## Consigne écrite 1
Comptez les lignes des enregistrements qui contiennent le mot « blue ». Indiquez uniquement ce nombre.

## Texte source
La Chine au XXIe siècle : manipuler avec précaution

par Nicolas Doisy, Stratégie et Recherche économique chez Amundi

La Chine est sur le point de devenir la première puissance économique mondiale, et nul doute que son envergure désormais systémique revient à son expansion sans précédent depuis quinze ans (depuis son adhésion à l'OMC). Le pays adhère en effet à l'organisation en 2001 alors que la dévaluation du yuan opérée en 1994 commence à porter pleinement ses fruits ; à partir de ce moment, les exportations chinoises profitent de la bulle du crédit et de l'immobilier aux États-Unis et propulsent rapidement la Chine sur le devant de la scène mondiale. Conséquence : tout comme les États-Unis en 2009, la Chine risque aujourd'hui la déflation.

Le risque déflationniste va-t-il se répandre ou non sur l'économie mondiale, par l'intermédiaire des surcapacités accumulées depuis 2009? Cela dépendra de la Chine et du succès de sa transition vers une vraie économie de marché. Les dirigeants chinois ont mis au point une stratégie économique et financière très élaborée afin d'achever sans accidents majeurs la transition du pays vers une économie de marché. Toutefois, alors que des bulles éclatent maintenant à travers tout le pays, la Chine doit accélérer la restructuration et la libéralisation de ses secteurs financier et réel ou prendre le risque d’une dévaluation involontaire du yuan qui pourrait nuire à sa crédibilité.

Le défi économique : libéraliser le secteur financier pour achever la transition vers une économie de marché

1. Libéraliser et privatiser les ressources pour éliminer les surcapacités à la fois dans l'industrie et la finance

La stratégie des autorités chinoises consiste à faire d'une pierre deux coups : elle vise donc à profiter de l'éclatement inévitable de la bulle du crédit pour assainir, puis libéraliser le secteur financier. L’assouplissement au cas par cas et sélectif actuellement conduit par la PBoC (au total 1 000 Mds de RMB de liquidités injectées cette année1) s'apparentent plus à un assouplissement des conditions de crédit qu’à un assouplissement quantitatif, ne serait-ce que parce qu'elles visent plus à stabiliser la finance qu'à générer de l'inflation pour l’heure2. Dans ce contexte, la seule stratégie viable pour la BPoC est d'empêcher une dégradation supplémentaire de la situation en délestant plus vite le secteur bancaire de ses actifs dépréciés3.

## Données d'entrée
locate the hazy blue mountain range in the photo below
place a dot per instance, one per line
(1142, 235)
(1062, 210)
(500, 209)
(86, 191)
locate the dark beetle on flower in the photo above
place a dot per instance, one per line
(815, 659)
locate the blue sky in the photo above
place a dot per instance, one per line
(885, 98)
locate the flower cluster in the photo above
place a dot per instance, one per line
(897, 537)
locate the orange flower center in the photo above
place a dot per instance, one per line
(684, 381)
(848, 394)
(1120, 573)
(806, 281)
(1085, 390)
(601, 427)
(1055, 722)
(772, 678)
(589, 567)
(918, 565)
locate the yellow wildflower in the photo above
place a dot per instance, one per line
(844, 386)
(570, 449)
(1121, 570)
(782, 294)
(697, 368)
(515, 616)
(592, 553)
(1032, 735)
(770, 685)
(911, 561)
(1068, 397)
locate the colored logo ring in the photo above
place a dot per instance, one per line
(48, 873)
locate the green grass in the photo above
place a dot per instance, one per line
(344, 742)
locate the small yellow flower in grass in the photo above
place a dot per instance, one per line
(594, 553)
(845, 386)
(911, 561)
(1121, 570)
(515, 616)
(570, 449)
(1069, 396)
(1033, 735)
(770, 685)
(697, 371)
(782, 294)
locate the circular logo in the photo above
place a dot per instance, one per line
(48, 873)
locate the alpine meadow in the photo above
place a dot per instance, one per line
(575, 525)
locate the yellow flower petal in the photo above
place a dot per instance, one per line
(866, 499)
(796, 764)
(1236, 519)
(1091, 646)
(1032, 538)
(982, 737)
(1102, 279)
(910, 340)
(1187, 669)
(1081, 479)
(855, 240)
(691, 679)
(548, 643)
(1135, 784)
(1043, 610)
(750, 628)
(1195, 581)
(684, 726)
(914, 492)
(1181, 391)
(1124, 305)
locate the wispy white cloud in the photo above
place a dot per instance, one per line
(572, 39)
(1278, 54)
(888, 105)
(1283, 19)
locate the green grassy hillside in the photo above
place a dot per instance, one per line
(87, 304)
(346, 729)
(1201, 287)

## Consigne écrite 2
Poursuivez l'article sur la Chine au XXIe siècle après sa dernière phrase.

## Réponse à l'exercice 1
2

## Réponse à l'exercice 2
Réduire le volume croissant d'actifs non performants qui paralysent le secteur financier implique de gérer de nombreuses faillites d'entreprises et leur impact sur l'économie réelle, tout en préservant le marché du logement. Le niveau d'endettement de la Chine est passé de 150 % à 250 % du PIB en cinq ans, en troisième position après celui de l'Irlande et de l'Espagne : par conséquent, même s'il est difficile de donner des chiffres précis, l'économie chinoise compte certainement des surcapacités importantes qui doivent être éliminées au plus vite pour empêcher la déflation. La Chine a également tout intérêt à stabiliser le marché du logement car les bulles immobilières sont généralement plus longues à disparaître.

2. La croissance du secteur des services sera utilisée pour réaffecter la main-d’œuvre et répondre à la demande intérieure

Le secteur industriel emploiera plus d’ouvriers qualifiés et des technologies moins gourmandes en main-d’œuvre, tandis que les travailleurs moins qualifiés (issus de l'industrie ou nouveaux sur le marché du travail) viendront travailler dans les services et permettront de répondre à la demande intérieure. S'ajoutant à la mise à niveau du capital et de la main-d’œuvre dans l'industrie, la réduction des surcapacités va invariablement entraîner des vagues de licenciement massives (même si celles-ci sont transitoires) qui risquent de provoquer de la déflation et une croissance (nettement) plus faible. Ce n'est donc pas uniquement pour répondre aux besoins des entreprises et des ménages que la Chine souhaite développer les services: il se trouve que ce secteur emploiera beaucoup de travailleurs faiblement qualifiés.

Protégés contre la concurrence internationale sur les prix, les services et les exportateurs pourront supporter une augmentation des coûts plus rapide, favorisant ainsi une inflation des salaires également rapide et durable, qui ne mettra pas en danger le yuan4. En rééquilibrant l'économie au profit des services, la Chine va pouvoir faire monter en gamme sa production industrielle (par exemple via les services aux entreprises) et orchestrer une croissance rapide, mais durable, des salaires afin de soutenir la demande intérieure (principalement la consommation). En effet, en vertu du mécanisme de Balassa-Samuelson, l'inflation des coûts dans les services peut n'avoir aucun impact sur la compétitivité de l'industrie.

Le défi politique : instaurer un État de droit afin de s'assurer le soutien fidèle des classes moyennes

1. La transition vers l'économie de marché s'accompagnera d'un rééquilibrage de la part des bénéfices et des salaires

Pour créer de réels gains d'efficience, la libéralisation et la privatisation du secteur privé et de la finance devront être conduites dans un cadre juridique favorable aux entreprises. Pour obtenir les gains de productivité nécessaires à une inflation soutenue des coûts et des salaires (dans l'esprit du mécanisme de Balassa-Samuelson), la Chine va (devoir) moderniser son cadre juridique afin d'adapter celui-ci aux besoins d'une économie de marché fonctionnelle, en s'inspirant de la transition des économies post-soviétiques. D'où les efforts déployés par les autorités pour lutter contre la corruption et la législation sur les faillites et la concurrence.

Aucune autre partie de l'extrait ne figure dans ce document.